══ Given data
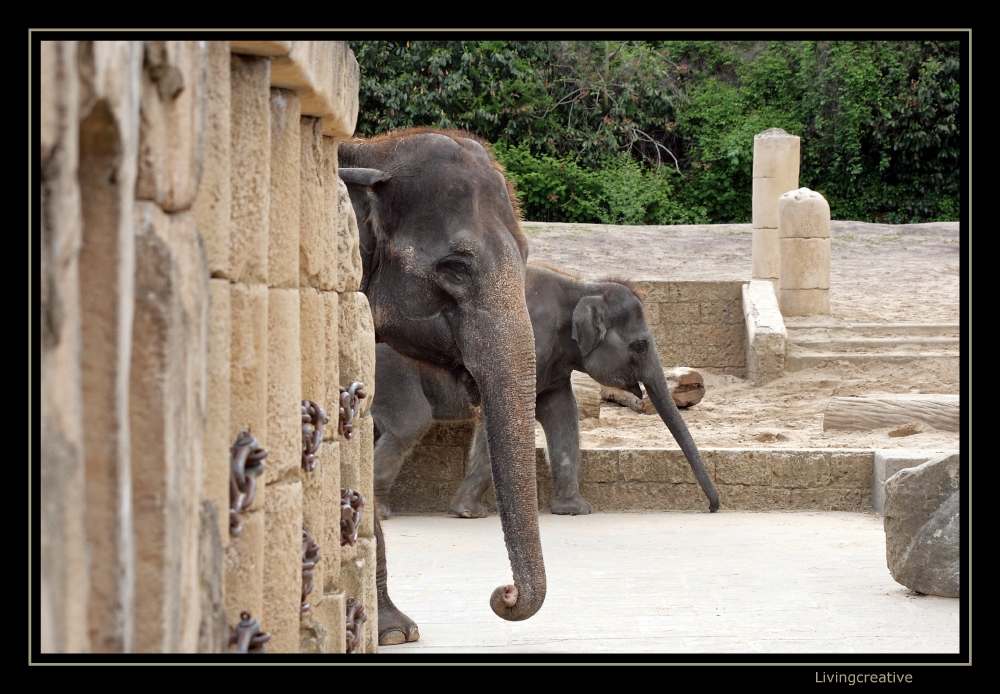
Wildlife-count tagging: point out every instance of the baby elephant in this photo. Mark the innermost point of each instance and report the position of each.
(594, 327)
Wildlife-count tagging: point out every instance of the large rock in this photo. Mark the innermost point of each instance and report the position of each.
(922, 526)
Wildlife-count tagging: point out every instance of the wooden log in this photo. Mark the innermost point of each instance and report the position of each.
(878, 411)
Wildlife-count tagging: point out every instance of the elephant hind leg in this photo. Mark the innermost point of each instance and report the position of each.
(468, 501)
(394, 627)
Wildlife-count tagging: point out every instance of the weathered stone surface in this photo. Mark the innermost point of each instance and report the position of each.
(328, 457)
(922, 526)
(766, 334)
(270, 49)
(356, 331)
(349, 269)
(331, 317)
(283, 566)
(64, 566)
(318, 233)
(212, 204)
(283, 227)
(244, 568)
(215, 476)
(887, 463)
(172, 130)
(213, 631)
(250, 164)
(168, 407)
(347, 77)
(804, 302)
(284, 387)
(805, 264)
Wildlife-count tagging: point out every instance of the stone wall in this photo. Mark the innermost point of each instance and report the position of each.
(654, 479)
(200, 276)
(697, 324)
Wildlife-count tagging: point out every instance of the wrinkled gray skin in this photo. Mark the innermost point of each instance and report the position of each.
(443, 260)
(595, 327)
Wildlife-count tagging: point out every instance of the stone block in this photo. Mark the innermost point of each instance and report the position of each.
(799, 469)
(269, 49)
(765, 331)
(887, 463)
(286, 158)
(803, 214)
(923, 527)
(356, 333)
(213, 632)
(764, 204)
(775, 154)
(172, 123)
(744, 497)
(283, 566)
(851, 469)
(655, 465)
(332, 614)
(244, 569)
(357, 580)
(804, 302)
(356, 468)
(765, 255)
(284, 387)
(349, 270)
(347, 77)
(599, 465)
(331, 317)
(312, 331)
(318, 233)
(214, 199)
(739, 466)
(250, 166)
(218, 438)
(805, 264)
(248, 375)
(314, 513)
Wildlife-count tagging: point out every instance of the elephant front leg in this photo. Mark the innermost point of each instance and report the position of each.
(556, 411)
(394, 627)
(468, 501)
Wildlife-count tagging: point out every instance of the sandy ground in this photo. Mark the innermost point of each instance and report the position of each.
(878, 274)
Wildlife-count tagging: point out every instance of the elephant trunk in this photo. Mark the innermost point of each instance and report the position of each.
(499, 353)
(659, 395)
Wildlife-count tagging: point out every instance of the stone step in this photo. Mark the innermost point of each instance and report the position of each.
(801, 361)
(874, 329)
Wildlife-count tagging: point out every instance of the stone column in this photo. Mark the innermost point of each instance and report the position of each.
(775, 172)
(804, 237)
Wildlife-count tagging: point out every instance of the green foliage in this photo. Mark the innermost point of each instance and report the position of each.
(639, 132)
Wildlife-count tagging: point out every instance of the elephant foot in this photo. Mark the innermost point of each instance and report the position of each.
════
Exercise:
Every entry above is to be set down exactly; the pictures are to be left out.

Full solution:
Wildlife-count tagging: point out every instance of the baby elephant in this photo. Mark the innermost point of each instance and report the position of each.
(594, 327)
Wildlife-count tagging: point out every instance of the large rock in this photo. Mark the innermost point of each instance and report the position of each.
(922, 526)
Wildlife-count tagging: point out every instance of the wooden log in this photo. Mark the innermost point of each instance and report the position of each.
(878, 411)
Wildlife-count tagging: point out every instance of the elephant hind leg in this photo. Mark the innermost point of each instance and report the position of each.
(468, 501)
(394, 627)
Wildlife-count tagging: point out every instance of the weathered stone surface in this photo. Mark the innermost point of each instance and report the position of each.
(328, 457)
(922, 526)
(766, 334)
(270, 49)
(356, 331)
(349, 269)
(331, 317)
(283, 566)
(64, 566)
(318, 233)
(212, 204)
(283, 227)
(244, 568)
(215, 476)
(887, 463)
(172, 130)
(213, 631)
(250, 164)
(168, 407)
(347, 77)
(804, 302)
(284, 387)
(805, 264)
Wildlife-count tagging: point out every instance of the stone wall in this photo. Mark the innermost point of each instance and report the position of each.
(654, 479)
(200, 276)
(697, 324)
Wildlife-count tagging: point out every instance of the wrinkled gray skin in this photo. Mark the innermost point of each instance and report the position of each.
(443, 260)
(595, 327)
Wildlife-count tagging: point out every instance of the stone block in this photo. Mark the innermost point of each instance and report the position of each.
(799, 469)
(269, 49)
(765, 331)
(887, 463)
(286, 158)
(803, 214)
(923, 527)
(356, 333)
(213, 632)
(764, 204)
(775, 154)
(172, 123)
(744, 497)
(283, 566)
(851, 469)
(655, 465)
(332, 614)
(244, 569)
(357, 580)
(804, 302)
(356, 468)
(765, 255)
(284, 387)
(349, 270)
(347, 77)
(599, 465)
(331, 317)
(312, 331)
(318, 233)
(214, 199)
(739, 466)
(250, 166)
(218, 438)
(805, 264)
(248, 375)
(314, 513)
Wildlife-count tagging: point out every instance of the elephant front leg in this photo. Mark the innermost point of each instance and report the position of each.
(556, 411)
(394, 627)
(468, 501)
Wildlife-count tagging: point out every instance of the sandy ground in this photo. Mark the innermost point of each instance and report the position of each.
(878, 274)
Wildlife-count tagging: point out every instance of the elephant trunk in this photo. Mark the innermost point of each instance and report the position of each.
(499, 353)
(659, 395)
Wildlife-count tagging: point out every instance of the stone step in this photo. Mark the innermost point of each instance and report the position of each.
(801, 361)
(874, 329)
Wildlife-count tagging: point out every instance of the stone column in this photo. Mark the innermost point of each instance and report the position of each.
(775, 172)
(804, 237)
Wildlife-count tagging: point out every instance of the green foliage in this photo. Mark the innermost point of each instance and report the position of each.
(639, 132)
Wildlife-count tagging: point out every instance of the elephant foot in this photo. Mark the innermost point of each instance and report the position of each.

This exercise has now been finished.